> **EXERCISE REQUIREMENTS**
Locate each line below that includes "tail" and reproduce it.

> **Saved entries**
****************

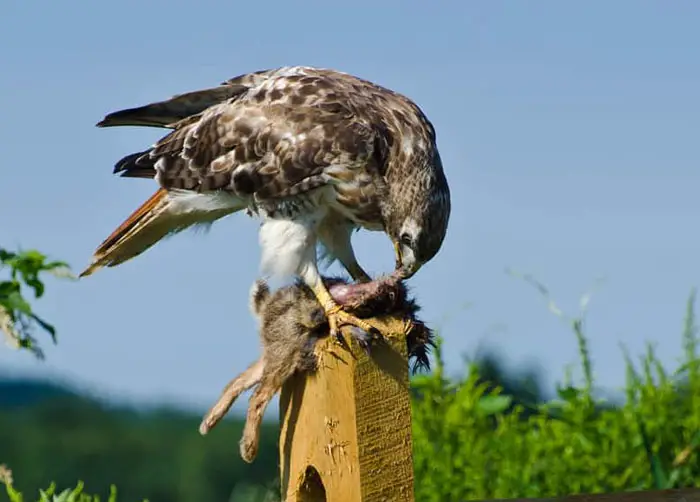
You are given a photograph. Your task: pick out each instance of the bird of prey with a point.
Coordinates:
(314, 153)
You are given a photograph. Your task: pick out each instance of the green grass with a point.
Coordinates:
(473, 444)
(471, 440)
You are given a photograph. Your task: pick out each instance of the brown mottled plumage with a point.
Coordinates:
(291, 322)
(315, 153)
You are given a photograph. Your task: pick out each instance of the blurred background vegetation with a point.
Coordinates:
(487, 433)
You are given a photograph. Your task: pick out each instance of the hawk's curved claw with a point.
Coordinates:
(338, 317)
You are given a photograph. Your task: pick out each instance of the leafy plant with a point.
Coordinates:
(472, 442)
(49, 495)
(17, 317)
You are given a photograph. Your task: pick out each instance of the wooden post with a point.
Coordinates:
(346, 429)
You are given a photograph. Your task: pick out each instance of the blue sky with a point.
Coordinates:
(569, 134)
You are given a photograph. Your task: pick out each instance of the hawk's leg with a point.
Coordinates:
(336, 238)
(355, 270)
(337, 317)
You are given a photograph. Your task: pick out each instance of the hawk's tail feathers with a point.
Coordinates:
(161, 215)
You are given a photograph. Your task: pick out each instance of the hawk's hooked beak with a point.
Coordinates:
(397, 253)
(400, 271)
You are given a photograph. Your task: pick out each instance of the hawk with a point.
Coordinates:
(314, 153)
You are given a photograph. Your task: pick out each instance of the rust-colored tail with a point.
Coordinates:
(155, 219)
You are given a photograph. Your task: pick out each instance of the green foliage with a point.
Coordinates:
(158, 455)
(17, 317)
(480, 435)
(49, 495)
(471, 442)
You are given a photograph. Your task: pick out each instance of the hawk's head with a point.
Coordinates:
(418, 230)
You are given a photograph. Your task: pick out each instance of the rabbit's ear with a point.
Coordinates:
(259, 296)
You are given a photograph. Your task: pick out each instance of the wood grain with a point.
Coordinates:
(346, 429)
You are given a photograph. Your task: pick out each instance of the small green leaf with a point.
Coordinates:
(15, 301)
(492, 405)
(568, 394)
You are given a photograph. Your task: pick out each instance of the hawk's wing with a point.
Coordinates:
(253, 150)
(254, 145)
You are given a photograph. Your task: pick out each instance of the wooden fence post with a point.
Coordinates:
(346, 429)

****************

> **SOLUTION FOR THIS TASK**
You are given a photograph. Your task: pick out each instance of the hawk's tail feathers with a point.
You are given a photograph. Your task: pick out each instance of the rust-colored tail with a point.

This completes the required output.